* **Records to process**:
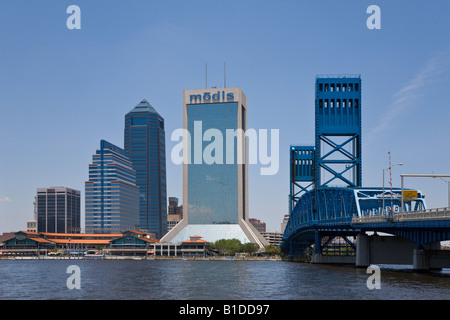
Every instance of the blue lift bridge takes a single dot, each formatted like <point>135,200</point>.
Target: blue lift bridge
<point>328,201</point>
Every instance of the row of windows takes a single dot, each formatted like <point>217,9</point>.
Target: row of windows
<point>340,87</point>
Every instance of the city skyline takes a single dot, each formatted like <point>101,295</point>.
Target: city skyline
<point>70,88</point>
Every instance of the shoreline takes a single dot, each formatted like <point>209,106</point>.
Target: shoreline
<point>143,258</point>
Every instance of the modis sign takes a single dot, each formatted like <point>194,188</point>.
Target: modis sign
<point>211,97</point>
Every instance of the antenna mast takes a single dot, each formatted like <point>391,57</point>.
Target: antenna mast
<point>224,74</point>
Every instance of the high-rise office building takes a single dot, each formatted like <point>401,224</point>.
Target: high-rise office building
<point>145,146</point>
<point>57,210</point>
<point>215,187</point>
<point>112,197</point>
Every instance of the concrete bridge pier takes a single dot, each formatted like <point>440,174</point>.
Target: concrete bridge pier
<point>425,260</point>
<point>377,249</point>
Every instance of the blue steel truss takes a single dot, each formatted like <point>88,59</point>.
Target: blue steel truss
<point>318,212</point>
<point>338,131</point>
<point>330,212</point>
<point>301,173</point>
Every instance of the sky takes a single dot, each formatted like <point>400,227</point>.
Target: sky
<point>63,90</point>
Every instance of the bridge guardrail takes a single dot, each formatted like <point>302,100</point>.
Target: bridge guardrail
<point>406,216</point>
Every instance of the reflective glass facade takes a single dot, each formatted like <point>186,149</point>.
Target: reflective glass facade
<point>212,188</point>
<point>58,210</point>
<point>145,147</point>
<point>112,197</point>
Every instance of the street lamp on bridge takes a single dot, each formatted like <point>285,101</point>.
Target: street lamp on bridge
<point>390,167</point>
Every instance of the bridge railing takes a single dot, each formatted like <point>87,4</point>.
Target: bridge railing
<point>439,213</point>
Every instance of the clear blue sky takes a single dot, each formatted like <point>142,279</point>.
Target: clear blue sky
<point>62,90</point>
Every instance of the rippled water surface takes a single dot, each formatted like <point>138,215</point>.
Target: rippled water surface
<point>224,280</point>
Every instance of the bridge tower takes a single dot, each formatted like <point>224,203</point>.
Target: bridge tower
<point>338,131</point>
<point>301,172</point>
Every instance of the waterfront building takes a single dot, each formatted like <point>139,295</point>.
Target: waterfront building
<point>57,210</point>
<point>215,193</point>
<point>174,213</point>
<point>32,225</point>
<point>112,197</point>
<point>145,146</point>
<point>273,238</point>
<point>128,243</point>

* **Task to complete**:
Give back exactly the lines of the listing above that run from the line with "Target: shoreline" to the line with "Every instance of the concrete", inclusive.

* **Your solution**:
Target: shoreline
<point>143,258</point>
Every instance of the modis sign takes a single dot, each formatted like <point>194,188</point>.
Target: modis sign
<point>211,97</point>
Every instance of the antenna mast takes a single dot, each formatted like <point>391,57</point>.
Target: antenna mast
<point>224,74</point>
Every instance of the high-rise office building takes a single dot, each formatted like <point>401,224</point>.
Target: high-rise office building
<point>145,146</point>
<point>57,210</point>
<point>215,187</point>
<point>112,197</point>
Every instance of the concrete bridge pier takes a single dot, each formatted like <point>440,174</point>.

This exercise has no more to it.